▶ Ejercicio escrito 1:
Pasa a una tabla Markdown las líneas del listado que van desde la que contiene "grassy embankment --all-instances" hasta la que contiene "124), (203, 116)]", ambas incluidas. Usa las columnas "Fila" y "Línea" y omite las líneas en blanco.

▶ Documento fuente:
EL EVANGELIO DE LA PAZ
Víctor Rey
El término “paz” aparece unas cien veces en el Nuevo Testamento. Por ese solo hecho, nos muestra que es un
concepto de importancia fundamental para la comprensión del Evangelio y la vida
de las iglesias.
Las Escrituras nos dicen que Dios es un Dios de Paz; que Cristo es
Señor de Paz. El profeta le llamaba al
Mesías esperado el “Príncipe de paz”; el fruto del Espíritu de Dios es paz y
vivir en el Espíritu es justicia, paz, y gozo en el Espíritu Santo.
El Evangelio de Paz abre la posibilidad de una nueva relación con Dios,
que se convierte en realidad en la medida en que vivimos en una nueva relación
con nuestros semejantes. En esta
comunidad las diferencias y las barreras que separaran a los hombres son
superadas: nacionalismos, racismos, prejuicios basados en diferencias de sexos,
espíritu de competitividad económica, diferencias culturales, religiosas y
sociales que contribuyen a actitudes de superioridad de parte de unos y de
inferioridad de parte de otros. Por lo
tanto podemos decir que la paz está en el mismo corazón de la vida que vivimos
y del mensaje que proclamamos los cristianos.

▶ Ejercicio escrito 2:
Transcribe del texto sobre el Evangelio de la paz todo lo que va desde "Las Escrituras nos" hasta "el Espíritu Santo.".

Registros guardados de una colección

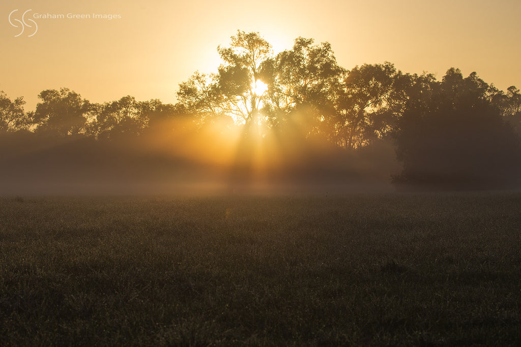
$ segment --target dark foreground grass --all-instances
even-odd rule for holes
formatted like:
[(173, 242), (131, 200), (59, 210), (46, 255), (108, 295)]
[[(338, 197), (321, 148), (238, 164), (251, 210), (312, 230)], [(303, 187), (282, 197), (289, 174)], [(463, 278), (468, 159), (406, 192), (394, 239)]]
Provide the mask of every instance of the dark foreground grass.
[(520, 208), (3, 198), (0, 345), (519, 345)]

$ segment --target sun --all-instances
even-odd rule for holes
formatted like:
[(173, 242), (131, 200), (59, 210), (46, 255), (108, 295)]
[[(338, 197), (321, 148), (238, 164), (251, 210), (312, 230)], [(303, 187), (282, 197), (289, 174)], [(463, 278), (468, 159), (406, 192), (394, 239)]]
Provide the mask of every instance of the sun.
[(268, 85), (262, 81), (258, 80), (253, 81), (252, 85), (253, 93), (257, 96), (260, 96), (268, 90)]

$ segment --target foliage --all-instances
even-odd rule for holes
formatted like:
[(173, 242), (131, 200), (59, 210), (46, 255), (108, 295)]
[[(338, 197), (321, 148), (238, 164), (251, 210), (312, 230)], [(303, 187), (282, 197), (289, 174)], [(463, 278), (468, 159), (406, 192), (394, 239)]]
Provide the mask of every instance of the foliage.
[(409, 104), (396, 134), (404, 163), (397, 181), (467, 188), (515, 182), (519, 138), (491, 102), (494, 92), (475, 73), (464, 79), (450, 69), (433, 93)]
[(43, 91), (38, 97), (42, 102), (36, 105), (33, 115), (37, 131), (61, 136), (84, 132), (90, 108), (88, 100), (67, 88)]
[(23, 111), (25, 103), (23, 97), (11, 101), (3, 91), (0, 91), (0, 132), (29, 128), (29, 118)]

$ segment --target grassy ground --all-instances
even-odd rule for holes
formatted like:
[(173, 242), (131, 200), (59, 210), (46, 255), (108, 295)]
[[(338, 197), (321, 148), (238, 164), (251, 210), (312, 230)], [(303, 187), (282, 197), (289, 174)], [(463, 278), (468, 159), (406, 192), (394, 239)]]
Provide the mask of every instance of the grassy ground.
[(520, 208), (2, 198), (0, 345), (519, 345)]

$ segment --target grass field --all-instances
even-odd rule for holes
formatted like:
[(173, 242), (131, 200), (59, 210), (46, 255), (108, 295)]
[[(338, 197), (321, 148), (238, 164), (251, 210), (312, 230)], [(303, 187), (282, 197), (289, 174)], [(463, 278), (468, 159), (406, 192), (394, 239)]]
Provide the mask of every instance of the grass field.
[(0, 345), (519, 345), (521, 194), (0, 199)]

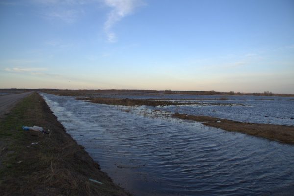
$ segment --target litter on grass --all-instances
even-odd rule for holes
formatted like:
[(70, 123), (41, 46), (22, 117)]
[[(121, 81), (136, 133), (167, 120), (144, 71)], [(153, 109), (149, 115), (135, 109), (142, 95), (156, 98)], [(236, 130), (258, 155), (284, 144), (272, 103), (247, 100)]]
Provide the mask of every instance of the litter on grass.
[(103, 183), (102, 182), (99, 182), (98, 181), (97, 181), (97, 180), (93, 180), (93, 179), (89, 178), (89, 180), (94, 182), (96, 182), (98, 184), (103, 184)]
[(29, 131), (29, 130), (31, 130), (32, 131), (40, 131), (42, 133), (44, 131), (43, 128), (40, 127), (40, 126), (34, 126), (33, 127), (23, 126), (22, 128), (23, 128), (23, 130), (24, 130), (25, 131)]

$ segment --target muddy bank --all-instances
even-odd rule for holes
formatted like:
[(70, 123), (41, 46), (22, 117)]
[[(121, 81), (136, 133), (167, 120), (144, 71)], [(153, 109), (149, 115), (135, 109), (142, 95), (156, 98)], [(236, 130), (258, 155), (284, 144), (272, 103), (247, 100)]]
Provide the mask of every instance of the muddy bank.
[(203, 116), (175, 113), (172, 117), (201, 122), (206, 126), (294, 144), (294, 126), (256, 124)]
[[(40, 126), (51, 133), (24, 131), (24, 125)], [(66, 133), (35, 93), (0, 123), (0, 195), (130, 195)]]
[[(78, 98), (78, 100), (88, 100), (94, 103), (105, 104), (107, 105), (118, 105), (126, 106), (135, 106), (141, 105), (147, 105), (149, 106), (162, 106), (165, 105), (231, 105), (233, 103), (203, 103), (199, 102), (177, 102), (174, 101), (164, 101), (159, 100), (151, 99), (130, 99), (128, 98)], [(236, 104), (238, 105), (243, 105), (243, 104)]]

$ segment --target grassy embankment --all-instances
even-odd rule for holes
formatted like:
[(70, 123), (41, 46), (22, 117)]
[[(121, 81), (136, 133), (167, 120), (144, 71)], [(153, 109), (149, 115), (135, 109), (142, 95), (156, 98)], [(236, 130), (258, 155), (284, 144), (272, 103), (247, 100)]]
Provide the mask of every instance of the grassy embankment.
[[(65, 132), (38, 94), (24, 98), (0, 122), (0, 195), (130, 195)], [(22, 130), (35, 125), (51, 133)]]
[(173, 114), (173, 117), (201, 122), (206, 126), (294, 144), (294, 126), (256, 124), (203, 116)]
[[(54, 94), (61, 95), (57, 92)], [(62, 95), (69, 95), (68, 94), (62, 94)], [(84, 95), (78, 94), (77, 96)], [(120, 105), (125, 106), (149, 105), (153, 106), (162, 105), (174, 105), (186, 104), (207, 104), (203, 102), (190, 102), (188, 103), (178, 103), (174, 101), (165, 101), (155, 100), (128, 99), (114, 98), (77, 98), (77, 99), (87, 100), (93, 103), (101, 103), (108, 105)], [(227, 100), (226, 97), (221, 97), (220, 100)], [(211, 103), (212, 105), (224, 105), (223, 103)], [(225, 104), (231, 105), (231, 103)], [(239, 104), (243, 105), (242, 104)], [(228, 119), (219, 119), (209, 116), (187, 115), (185, 114), (174, 114), (172, 117), (201, 122), (206, 126), (221, 128), (229, 131), (238, 132), (248, 135), (265, 138), (282, 143), (294, 144), (294, 126), (283, 126), (274, 124), (257, 124), (245, 122), (240, 122)], [(220, 122), (217, 121), (219, 120)]]

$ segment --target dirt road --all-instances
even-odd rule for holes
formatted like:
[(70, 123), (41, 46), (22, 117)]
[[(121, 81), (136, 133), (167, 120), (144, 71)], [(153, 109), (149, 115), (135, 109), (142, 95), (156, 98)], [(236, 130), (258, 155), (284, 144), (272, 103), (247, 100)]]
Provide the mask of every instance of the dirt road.
[(32, 92), (29, 92), (0, 96), (0, 118), (8, 113), (18, 101), (32, 93)]

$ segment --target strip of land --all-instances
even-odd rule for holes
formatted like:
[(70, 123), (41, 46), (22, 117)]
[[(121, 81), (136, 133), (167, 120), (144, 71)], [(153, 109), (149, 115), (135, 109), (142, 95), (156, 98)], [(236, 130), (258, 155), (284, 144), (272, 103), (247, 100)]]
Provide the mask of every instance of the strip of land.
[(29, 92), (0, 96), (0, 117), (8, 113), (18, 101), (31, 93), (32, 92)]
[[(20, 101), (0, 122), (0, 195), (130, 195), (66, 133), (37, 93)], [(51, 133), (24, 131), (23, 125)]]
[(215, 117), (175, 113), (172, 117), (201, 122), (229, 131), (238, 132), (280, 142), (294, 144), (294, 126), (257, 124)]
[[(136, 105), (148, 105), (159, 106), (195, 104), (196, 103), (181, 103), (161, 100), (128, 99), (115, 98), (85, 98), (77, 99), (87, 100), (93, 103), (108, 105), (120, 105), (134, 106)], [(199, 103), (210, 104), (211, 103)], [(219, 103), (215, 103), (219, 104)], [(263, 137), (280, 142), (294, 144), (294, 126), (274, 124), (257, 124), (232, 121), (203, 116), (188, 115), (186, 114), (175, 113), (172, 117), (198, 121), (206, 126), (219, 128), (229, 131), (238, 132), (248, 135)]]
[(163, 106), (165, 105), (231, 105), (232, 104), (243, 106), (241, 104), (205, 103), (199, 102), (177, 102), (174, 101), (167, 101), (160, 100), (150, 99), (129, 99), (128, 98), (78, 98), (78, 100), (87, 100), (95, 103), (105, 104), (106, 105), (118, 105), (126, 106), (135, 106), (136, 105), (147, 105), (150, 106)]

▶ Resultado esperado 1:
| Fila | Línea |
|---|---|
| 1 | $ segment --target grassy embankment --all-instances |
| 2 | even-odd rule for holes |
| 3 | formatted like: |
| 4 | [(70, 123), (41, 46), (22, 117)] |
| 5 | [[(121, 81), (136, 133), (167, 120), (144, 71)], [(153, 109), (149, 115), (135, 109), (142, 95), (156, 98)], [(236, 130), (258, 155), (284, 144), (272, 103), (247, 100)]] |
| 6 | Provide the mask of every instance of the grassy embankment. |
| 7 | [[(65, 132), (38, 94), (24, 98), (0, 122), (0, 195), (130, 195)], [(22, 130), (35, 125), (51, 133)]] |
| 8 | [(173, 114), (173, 117), (201, 122), (206, 126), (294, 144), (294, 126), (256, 124), (203, 116)] |

▶ Resultado esperado 2:
Las Escrituras nos dicen que Dios es un Dios de Paz; que Cristo es
Señor de Paz. El profeta le llamaba al
Mesías esperado el “Príncipe de paz”; el fruto del Espíritu de Dios es paz y
vivir en el Espíritu es justicia, paz, y gozo en el Espíritu Santo.